YOUR TASKS:
• 1. Retype the passage of the article on Meta's Self-Taught Evaluator from "Such self-improving AI" up to and including "to complex queries.", matching it word for word.
• 2. Extend the article on Meta's Self-Taught Evaluator, beginning right after its final sentence.

SOURCE PASSAGE:
--

Meta Releases 'Self-Taught Evaluator', Capable of Evaluating Other AI Models

(Photo : Facebook)
Meta

Meta has released a new AI model, the "Self-Taught Evaluator," capable of evaluating other AI models.
The model uses a "chain of thought" technique and was trained entirely on AI-generated data.
This development could lead to autonomous AI agents that learn from their own mistakes.
Meta's release of the "Self-Taught Evaluator" marks a significant step towards autonomous AI.

Meta, the tech giant formerly known as Facebook, has made a significant leap in the realm of artificial intelligence (AI). The company recently announced the release of a new AI model, the Self-Taught Evaluator, which is capable of evaluating the work of other AI models.

The model, announced on October 18, 2023, in New York, could potentially reduce the need for human involvement in AI development. The Self-Taught Evaluator was first introduced in a paper published by Meta in August, employing a chain of thought technique, similar to the one used in OpenAI's recently released o1 models.

This method involves breaking down complex problems into smaller, logical steps, thereby improving the accuracy of responses in challenging areas such as science, coding, and mathematics.

The model was trained entirely on AI-generated data, eliminating human input during that stage. This development hints at the potential of creating autonomous AI agents capable of learning from their own mistakes, according to two of Meta's researchers who spoke to Reuters.

Meta's Vision for Autonomous AI Agents

Such self-improving AI agents could one day operate as digital assistants, able to perform a wide range of tasks without human intervention. These models could also eliminate the current need for Reinforcement Learning from Human Feedback (RLHF), a process that relies on expensive, specialized human annotators to verify answers to complex queries.

--

PROVIDED DATA:
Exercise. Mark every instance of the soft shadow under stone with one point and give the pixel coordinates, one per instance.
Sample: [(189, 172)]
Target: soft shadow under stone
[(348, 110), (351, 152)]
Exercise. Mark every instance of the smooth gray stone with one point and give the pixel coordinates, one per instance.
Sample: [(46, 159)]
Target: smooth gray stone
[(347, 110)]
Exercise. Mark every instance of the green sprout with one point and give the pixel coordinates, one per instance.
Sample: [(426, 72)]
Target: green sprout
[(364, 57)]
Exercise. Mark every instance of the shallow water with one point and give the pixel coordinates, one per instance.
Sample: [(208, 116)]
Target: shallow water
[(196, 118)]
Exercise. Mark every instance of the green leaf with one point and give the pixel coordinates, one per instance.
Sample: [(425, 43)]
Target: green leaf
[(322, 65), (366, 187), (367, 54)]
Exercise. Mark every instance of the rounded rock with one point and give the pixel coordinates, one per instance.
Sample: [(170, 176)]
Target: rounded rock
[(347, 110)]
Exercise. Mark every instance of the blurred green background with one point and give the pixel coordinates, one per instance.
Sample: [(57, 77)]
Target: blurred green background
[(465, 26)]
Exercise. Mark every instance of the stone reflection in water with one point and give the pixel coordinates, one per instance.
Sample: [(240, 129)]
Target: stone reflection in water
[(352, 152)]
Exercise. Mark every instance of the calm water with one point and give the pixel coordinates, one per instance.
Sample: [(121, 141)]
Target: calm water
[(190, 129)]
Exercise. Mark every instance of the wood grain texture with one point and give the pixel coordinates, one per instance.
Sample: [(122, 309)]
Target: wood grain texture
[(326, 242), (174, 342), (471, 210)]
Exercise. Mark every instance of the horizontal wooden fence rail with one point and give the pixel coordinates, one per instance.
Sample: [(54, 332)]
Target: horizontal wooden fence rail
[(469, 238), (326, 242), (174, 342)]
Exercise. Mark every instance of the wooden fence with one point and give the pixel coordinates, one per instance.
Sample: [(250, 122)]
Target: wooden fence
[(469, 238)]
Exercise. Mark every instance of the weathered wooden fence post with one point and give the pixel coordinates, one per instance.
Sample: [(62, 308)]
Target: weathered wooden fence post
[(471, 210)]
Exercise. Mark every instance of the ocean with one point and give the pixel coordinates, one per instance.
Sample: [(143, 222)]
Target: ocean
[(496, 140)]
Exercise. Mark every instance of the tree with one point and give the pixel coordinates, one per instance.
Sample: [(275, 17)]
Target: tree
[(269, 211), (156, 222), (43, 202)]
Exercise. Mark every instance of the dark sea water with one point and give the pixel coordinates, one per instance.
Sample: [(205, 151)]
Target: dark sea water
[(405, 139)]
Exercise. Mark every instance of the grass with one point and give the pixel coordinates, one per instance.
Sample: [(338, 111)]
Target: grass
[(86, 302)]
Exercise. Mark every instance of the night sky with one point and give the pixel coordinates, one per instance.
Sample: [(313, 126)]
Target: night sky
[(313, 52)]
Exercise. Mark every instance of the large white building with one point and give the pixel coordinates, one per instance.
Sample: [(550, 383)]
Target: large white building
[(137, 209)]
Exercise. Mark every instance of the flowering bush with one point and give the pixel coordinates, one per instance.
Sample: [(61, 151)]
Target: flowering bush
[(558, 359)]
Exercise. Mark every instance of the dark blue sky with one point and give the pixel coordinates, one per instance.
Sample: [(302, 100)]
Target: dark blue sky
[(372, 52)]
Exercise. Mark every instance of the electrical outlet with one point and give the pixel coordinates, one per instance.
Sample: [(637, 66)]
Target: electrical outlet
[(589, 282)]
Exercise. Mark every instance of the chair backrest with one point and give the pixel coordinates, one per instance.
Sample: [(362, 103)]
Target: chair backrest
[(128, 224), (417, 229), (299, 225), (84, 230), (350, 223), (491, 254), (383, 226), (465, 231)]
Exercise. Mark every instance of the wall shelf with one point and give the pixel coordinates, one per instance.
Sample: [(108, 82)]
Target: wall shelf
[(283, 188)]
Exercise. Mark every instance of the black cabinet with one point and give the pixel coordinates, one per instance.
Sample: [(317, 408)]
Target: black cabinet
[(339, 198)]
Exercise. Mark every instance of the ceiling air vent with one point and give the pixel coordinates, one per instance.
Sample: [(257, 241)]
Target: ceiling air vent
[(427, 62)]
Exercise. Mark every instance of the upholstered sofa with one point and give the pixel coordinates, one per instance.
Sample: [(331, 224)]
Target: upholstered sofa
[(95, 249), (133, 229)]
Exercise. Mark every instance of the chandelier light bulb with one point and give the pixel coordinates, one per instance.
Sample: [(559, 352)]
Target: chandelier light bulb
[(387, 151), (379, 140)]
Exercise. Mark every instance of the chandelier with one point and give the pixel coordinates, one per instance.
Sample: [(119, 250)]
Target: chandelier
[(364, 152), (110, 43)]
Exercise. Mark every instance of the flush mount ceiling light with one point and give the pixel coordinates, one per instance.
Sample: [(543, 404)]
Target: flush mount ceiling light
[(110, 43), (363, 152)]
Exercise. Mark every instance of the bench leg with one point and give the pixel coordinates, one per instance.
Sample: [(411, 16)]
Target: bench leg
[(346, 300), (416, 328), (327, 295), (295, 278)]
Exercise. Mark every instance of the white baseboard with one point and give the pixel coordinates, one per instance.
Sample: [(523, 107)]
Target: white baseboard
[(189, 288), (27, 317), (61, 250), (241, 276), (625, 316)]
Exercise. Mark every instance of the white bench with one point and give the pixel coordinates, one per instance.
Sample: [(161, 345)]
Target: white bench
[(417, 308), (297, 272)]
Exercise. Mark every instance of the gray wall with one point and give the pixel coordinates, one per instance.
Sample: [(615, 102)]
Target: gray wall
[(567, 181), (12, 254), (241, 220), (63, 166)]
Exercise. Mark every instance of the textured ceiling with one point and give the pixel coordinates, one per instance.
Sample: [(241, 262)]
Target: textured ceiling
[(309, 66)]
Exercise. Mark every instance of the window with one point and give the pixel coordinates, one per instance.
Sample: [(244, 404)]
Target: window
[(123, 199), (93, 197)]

--

TASK RESPONSES:
• 1.
Such self-improving AI agents could one day operate as digital assistants, able to perform a wide range of tasks without human intervention. These models could also eliminate the current need for Reinforcement Learning from Human Feedback (RLHF), a process that relies on expensive, specialized human annotators to verify answers to complex queries.

• 2.
We hope, as AI becomes more and more super-human, that it will get better and better at checking its work, so that it will actually be better than the average human, said Meta researcher Jason Weston. This vision of AI's future, where it surpasses human capabilities, is shared by many in the field.

However, Meta is not alone in its pursuit of advanced AI capabilities. Other companies, including Google and Anthropic, have also published research on the concept of RLHF, or Reinforcement Learning from AI Feedback. Unlike Meta, these companies tend not to release their models for public use.

Additional AI Tools from Meta

In addition to the Self-Taught Evaluator, Meta also released other AI tools. These include an update to the company's image-identification Segment Anything model, a tool that speeds up LLM response generation times, and datasets that can be used to aid the discovery of new inorganic materials.

These developments are reminiscent of historical events where technology companies have made significant strides in AI development. For instance, OpenAI, the maker of ChatGPT, has been working on a novel approach to its AI models in a project code-named Strawberry. This project aims to deliver advanced reasoning capabilities, a common goal shared with Meta's Self-Taught Evaluator.

Similarly, Google has been enhancing its Maps app with new AI features, including machine learning algorithms that improve its Search function and the AR-powered 'Lens in Maps' feature. These developments, like Meta's new AI model, aim to make technology more useful and autonomous, reducing the need for human intervention.

By training AI models to evaluate and learn from their own mistakes, Meta is paving the way for a future where digital assistants can perform a vast array of tasks without human intervention.